What you should do
Copy the data that follows exactly. Include no pictures.

[Image-backed grounding data]
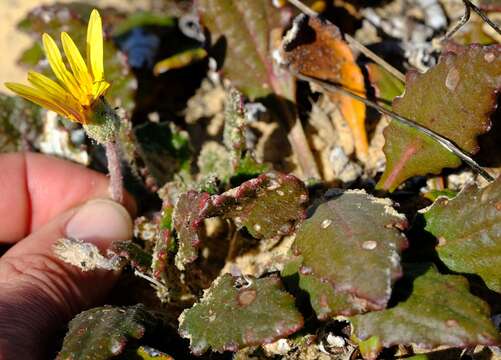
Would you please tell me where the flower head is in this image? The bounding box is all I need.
[5,9,110,125]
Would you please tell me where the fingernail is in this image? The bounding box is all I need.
[65,199,133,248]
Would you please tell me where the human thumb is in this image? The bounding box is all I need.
[0,198,133,359]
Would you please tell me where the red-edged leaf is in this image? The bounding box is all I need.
[378,44,501,191]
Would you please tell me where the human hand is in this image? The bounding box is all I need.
[0,153,135,359]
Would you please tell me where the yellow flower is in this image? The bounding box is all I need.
[5,9,110,125]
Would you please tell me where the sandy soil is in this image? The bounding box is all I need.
[0,0,147,93]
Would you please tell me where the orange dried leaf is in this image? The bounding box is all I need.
[281,15,368,158]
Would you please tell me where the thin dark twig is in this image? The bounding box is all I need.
[287,0,317,16]
[345,34,406,82]
[292,71,495,182]
[467,0,501,35]
[444,0,501,40]
[443,0,471,40]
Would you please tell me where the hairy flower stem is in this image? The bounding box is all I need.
[105,140,124,204]
[84,97,124,203]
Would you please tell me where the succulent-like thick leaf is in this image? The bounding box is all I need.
[178,273,303,355]
[282,15,368,158]
[366,63,405,110]
[282,258,356,319]
[293,190,408,311]
[152,205,189,302]
[197,0,282,99]
[203,172,309,239]
[134,122,192,187]
[350,266,501,355]
[172,172,308,269]
[378,45,501,191]
[172,191,209,270]
[224,88,247,167]
[199,88,269,185]
[424,177,501,293]
[58,305,158,360]
[198,142,269,188]
[224,87,270,181]
[111,240,152,273]
[152,205,175,280]
[132,211,189,302]
[197,141,233,183]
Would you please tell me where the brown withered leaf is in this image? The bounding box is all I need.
[281,14,368,159]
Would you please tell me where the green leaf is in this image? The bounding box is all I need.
[378,45,501,191]
[198,0,283,99]
[172,172,308,269]
[153,205,176,280]
[282,258,355,319]
[357,336,382,360]
[153,205,189,302]
[132,211,189,303]
[58,305,159,360]
[203,172,309,239]
[293,190,408,312]
[424,177,501,293]
[223,89,270,183]
[198,88,270,185]
[172,191,209,270]
[111,240,152,273]
[366,63,405,110]
[350,265,500,355]
[232,153,270,185]
[197,141,233,182]
[178,273,303,355]
[223,88,247,168]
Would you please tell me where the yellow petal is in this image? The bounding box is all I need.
[87,9,104,82]
[27,71,82,119]
[92,80,110,99]
[42,33,87,105]
[5,82,81,122]
[61,32,93,94]
[28,71,68,100]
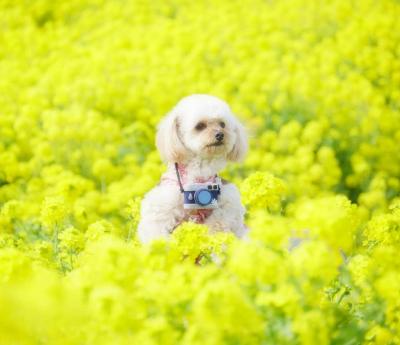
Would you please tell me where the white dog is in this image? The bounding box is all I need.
[137,94,248,243]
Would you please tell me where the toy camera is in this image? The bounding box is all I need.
[183,182,221,209]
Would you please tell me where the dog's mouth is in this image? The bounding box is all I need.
[206,142,224,147]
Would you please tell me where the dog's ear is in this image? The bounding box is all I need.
[156,111,187,163]
[227,117,248,162]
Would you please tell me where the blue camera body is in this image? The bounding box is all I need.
[183,182,221,209]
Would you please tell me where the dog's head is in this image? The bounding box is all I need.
[156,94,248,164]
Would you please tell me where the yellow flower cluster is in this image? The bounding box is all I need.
[1,0,400,343]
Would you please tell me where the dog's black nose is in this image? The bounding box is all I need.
[215,132,224,142]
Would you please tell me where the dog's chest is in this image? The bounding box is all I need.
[160,166,223,225]
[182,209,213,224]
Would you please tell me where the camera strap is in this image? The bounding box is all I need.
[174,162,219,194]
[174,162,185,193]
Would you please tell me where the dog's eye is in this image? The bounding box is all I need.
[219,121,225,128]
[195,122,206,131]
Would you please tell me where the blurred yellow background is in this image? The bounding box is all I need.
[0,0,399,344]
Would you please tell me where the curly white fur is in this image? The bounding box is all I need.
[137,94,248,243]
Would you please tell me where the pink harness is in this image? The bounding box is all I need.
[160,164,216,224]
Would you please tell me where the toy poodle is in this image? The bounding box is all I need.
[137,94,248,243]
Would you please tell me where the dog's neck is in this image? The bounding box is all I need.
[168,157,226,183]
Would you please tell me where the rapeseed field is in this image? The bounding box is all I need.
[1,0,400,344]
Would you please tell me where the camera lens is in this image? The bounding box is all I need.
[195,189,213,206]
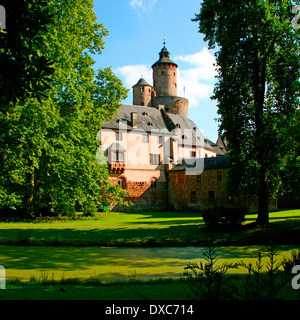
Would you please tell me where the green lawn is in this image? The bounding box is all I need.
[0,209,299,247]
[0,209,299,300]
[1,272,299,300]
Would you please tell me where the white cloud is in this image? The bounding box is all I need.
[115,64,152,88]
[175,47,217,82]
[175,48,217,108]
[130,0,157,15]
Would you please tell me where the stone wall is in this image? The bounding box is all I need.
[168,168,277,213]
[133,85,153,106]
[152,96,189,118]
[112,180,168,212]
[152,63,177,97]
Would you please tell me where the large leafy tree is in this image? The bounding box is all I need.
[194,0,300,224]
[0,0,129,217]
[0,0,55,104]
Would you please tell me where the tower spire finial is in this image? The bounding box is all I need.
[163,35,167,46]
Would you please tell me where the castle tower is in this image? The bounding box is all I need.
[151,42,189,118]
[152,43,178,97]
[132,78,153,106]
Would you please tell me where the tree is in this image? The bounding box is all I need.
[0,0,129,217]
[0,0,55,104]
[194,0,300,224]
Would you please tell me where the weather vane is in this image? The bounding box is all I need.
[163,35,167,46]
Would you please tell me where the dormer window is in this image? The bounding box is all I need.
[148,122,153,127]
[117,118,128,125]
[142,112,148,116]
[176,123,181,129]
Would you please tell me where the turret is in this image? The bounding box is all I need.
[132,78,153,106]
[152,44,178,97]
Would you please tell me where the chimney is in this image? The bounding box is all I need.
[131,112,138,128]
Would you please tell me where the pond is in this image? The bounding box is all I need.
[0,245,297,281]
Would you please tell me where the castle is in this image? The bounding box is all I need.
[99,44,275,212]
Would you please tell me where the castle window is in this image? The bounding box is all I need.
[182,135,187,140]
[191,151,196,158]
[116,132,122,141]
[158,136,164,144]
[197,174,201,183]
[208,190,215,200]
[150,154,160,165]
[190,191,197,203]
[112,151,124,162]
[150,177,157,189]
[217,171,222,182]
[140,87,144,92]
[143,135,149,143]
[118,177,126,189]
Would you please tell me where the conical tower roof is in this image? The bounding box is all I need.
[152,44,178,68]
[132,78,152,87]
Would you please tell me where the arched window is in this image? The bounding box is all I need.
[118,177,126,189]
[150,177,157,189]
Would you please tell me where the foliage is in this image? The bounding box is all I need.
[0,0,55,104]
[201,207,247,228]
[183,240,238,299]
[184,243,293,300]
[237,246,290,300]
[194,0,300,224]
[0,0,129,217]
[281,249,300,272]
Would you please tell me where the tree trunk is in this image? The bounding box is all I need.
[253,51,269,225]
[256,172,269,225]
[26,164,35,217]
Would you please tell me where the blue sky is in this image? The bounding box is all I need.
[93,0,219,142]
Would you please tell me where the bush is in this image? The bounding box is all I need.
[201,207,247,227]
[281,249,300,272]
[183,241,238,300]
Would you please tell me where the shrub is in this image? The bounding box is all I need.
[183,241,238,300]
[201,207,247,227]
[281,249,300,272]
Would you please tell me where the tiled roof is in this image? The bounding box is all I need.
[170,156,229,171]
[102,105,172,134]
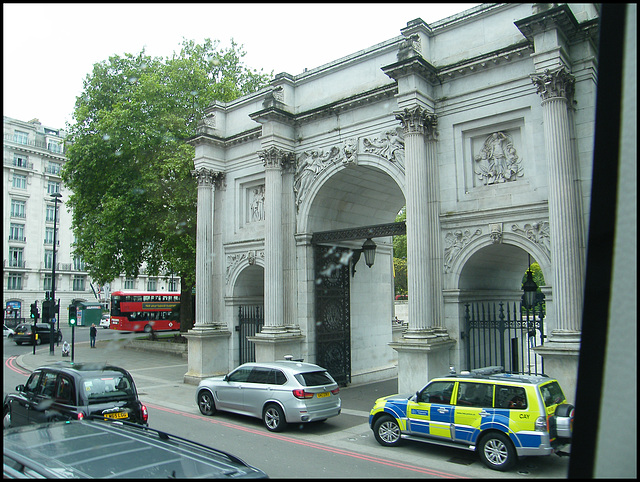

Written answer
Would you please tell me where the flower head is in this image? The bounding box is all I need.
[5,9,110,125]
Would you please tell me where the fingernail is in this image? The bounding box is all I need.
[65,199,133,248]
Would you please tell me where the human thumb is in this image? The bounding box is all I need.
[0,198,133,359]
Would you please tell me where the red-edged leaf is in this image? The bounding box is all I need.
[378,44,501,191]
Would you please tell me where the human hand is in this image? The bounding box is all I need.
[0,153,135,359]
Would you please tell me where the yellow flower is in this image? The bounding box is all I need.
[5,9,110,125]
Would you please tell me where the sandy soil is in this image? The bounding box is all I need.
[0,0,147,93]
Would you please tell me where the orange dried leaf is in this image? The bounding box is all I need.
[281,15,368,158]
Would you please tell me where the thin dark twig is in this image? The bounding box is all I need.
[287,0,317,16]
[345,34,406,82]
[292,71,495,182]
[467,0,501,35]
[444,0,501,40]
[443,0,471,40]
Would you please tell me where the hairy flower stem is in this image? The bounding box is all I need.
[105,140,124,204]
[84,97,124,203]
Would you please tell me where the succulent-like thick leaf is in this image? The bounding box is all I need.
[178,273,303,355]
[282,15,368,158]
[366,63,405,110]
[282,258,356,319]
[293,190,408,311]
[152,205,189,302]
[197,0,282,99]
[203,172,309,239]
[134,122,192,187]
[350,266,501,355]
[172,172,308,269]
[378,45,501,191]
[172,191,209,270]
[224,88,247,167]
[199,88,269,185]
[424,177,501,293]
[58,305,158,360]
[198,142,269,188]
[224,87,270,181]
[111,240,152,273]
[152,205,175,280]
[132,211,189,302]
[197,141,233,183]
Would you please tell me where the brown withered leaf is in this image? The bounding box is all I need.
[281,14,368,159]
Would you please tell me where the green leaf is in this image? The bounding box is all I need.
[378,45,501,191]
[198,0,283,99]
[172,172,308,269]
[153,205,176,280]
[282,258,355,319]
[357,336,382,360]
[153,205,189,302]
[132,211,189,303]
[58,305,159,360]
[203,172,309,239]
[293,190,408,312]
[424,177,501,293]
[223,89,270,183]
[198,88,270,185]
[172,191,209,270]
[111,240,152,273]
[366,63,405,110]
[350,265,500,355]
[232,153,270,185]
[197,141,233,182]
[178,273,303,355]
[223,88,247,168]
Would you please tell me where the yellow petal is in this image? The bounding box is all I need.
[87,9,104,82]
[27,71,82,119]
[92,80,110,99]
[42,33,87,105]
[5,82,81,122]
[61,32,93,94]
[28,71,68,100]
Would you please tell me where the white dog is in this image? The bounding box is all I need.
[137,94,248,243]
Would you please tell me where the toy camera is in this image? The bounding box is all I need.
[183,182,221,209]
Would you please tell me where the dog's mouth is in this image? The bounding box is all I need.
[206,142,224,147]
Would you please tell me where the dog's ear is in this image? The bounding box is all I need.
[156,111,187,163]
[227,117,248,162]
Would you please tell me where the blue camera body is in this image? The bounding box is all I need.
[183,182,221,209]
Would you please tell me where the dog's head is in this image? The bounding box is all I need.
[156,94,248,164]
Would you please tell me where the yellow flower cluster is in this image? The bounding box is all I need.
[1,0,400,343]
Would you please tell me where the dog's black nose is in this image? The bounding box is all I need.
[215,132,224,142]
Would you please tell me where the dog's chest is in this image? The bounding box is all I need.
[160,166,223,225]
[182,209,213,224]
Would you please tell me where the camera strap is in this image? The bounding box is all I need.
[174,162,219,194]
[174,162,185,193]
Would you please tell me where the dog's eye is in this image? The bounding box is all I need.
[219,121,225,128]
[195,122,206,131]
Would you please tell me where the blurred yellow background is in this image? The bounding box is all I need.
[0,0,399,344]
Would you please tell me where the curly white fur is in this image? The bounding box is all I need.
[137,94,248,243]
Would you please tell me where the pink harness is in this image? The bounding box is all I need.
[160,164,216,224]
Would you please tell me where the toy poodle is in this image? The bounding box is all I need.
[137,94,248,243]
Would you please tell me where the dog's neck is in this image? The bounding box is all I need.
[168,157,226,183]
Would you please tell me where the rapeseed field is in this image? The bounding box is all I need.
[1,0,400,344]
Would you please tell me where the camera lens is in this image? The bounding box is all I need.
[195,189,213,206]
Would you please tell me where the green lawn is in this image? The bounding box is all I need.
[0,209,299,247]
[0,209,299,300]
[1,272,299,300]
Would you please tell me where the white cloud is in this image? The bounding box is all I need.
[115,64,152,88]
[175,47,217,82]
[175,48,217,108]
[130,0,157,15]
Would you please tell me where the stone wall is in this image? The bounding box is all I need.
[168,168,277,213]
[133,85,153,106]
[152,96,189,118]
[112,180,168,212]
[152,63,177,97]
Would you please tell me where the large leafy tree is in this image? The bounding box is all I need.
[194,0,300,224]
[0,0,129,217]
[0,0,55,104]
Would you please tell me where the tower spire finial is in this image? The bounding box is all I need.
[163,35,167,46]
Would you please tell me where the castle tower is in this image? The bounding box is all I need.
[151,42,189,118]
[152,43,178,97]
[132,78,153,106]
Would you please tell me where the tree is in this image? The bounding box is all I need.
[0,0,129,217]
[0,0,55,104]
[194,0,300,224]
Would you please tell me where the weather vane is in this image? The bounding box is all I need.
[163,35,167,46]
Would you please tell me where the dormer window is in this image? The bounding box is all I need.
[148,122,153,127]
[117,118,128,125]
[142,112,148,116]
[176,123,181,129]
Would you please tell me where the turret is in this image? The bounding box is all I need.
[132,78,153,106]
[152,44,178,97]
Would you please tell me where the chimney is in this image? The bounding box is all I need.
[131,112,138,128]
Would you please tell me where the pond is in this image? The bounding box is all I need.
[0,245,297,281]
Would you please tell me where the castle is in this image? The bounding box is all I need.
[99,44,275,212]
Would you please tell me where the castle window is in this image? The bounding box is all I need.
[182,135,187,140]
[191,151,196,158]
[116,132,122,141]
[158,136,164,144]
[197,174,201,183]
[208,190,215,200]
[150,154,160,165]
[190,191,197,203]
[112,151,124,162]
[150,177,157,189]
[217,171,222,182]
[140,87,144,92]
[143,135,149,143]
[118,177,126,189]
Would you please tell me where the conical tower roof is in this image? The bounding box is all I need.
[152,44,178,68]
[132,78,152,87]
Would you please tell me where the arched window is in this image? The bounding box is all I need.
[118,177,126,189]
[150,177,157,189]
Would you please tell me where the foliage is in this image? The bounding box is all I need.
[0,0,55,104]
[201,207,247,228]
[183,240,238,299]
[184,243,293,300]
[237,246,290,300]
[194,0,300,224]
[0,0,129,217]
[281,249,300,272]
Would you please tell me where the tree trunk is in this image? The bounding box is all I need.
[253,51,269,225]
[256,172,269,225]
[26,164,35,217]
Would you please tell me where the blue sky is in this image? The bounding box is all I need.
[93,0,219,142]
Would you please tell me where the bush is in this image? The bounding box is all I need.
[201,207,247,227]
[281,249,300,272]
[183,241,238,300]
Would you please tell me where the shrub is in this image? The bounding box is all I need.
[183,241,238,300]
[201,207,247,227]
[281,249,300,272]
Would you please tell me where the tiled roof is in this image? The bounding box is all I need.
[170,156,229,171]
[102,105,172,134]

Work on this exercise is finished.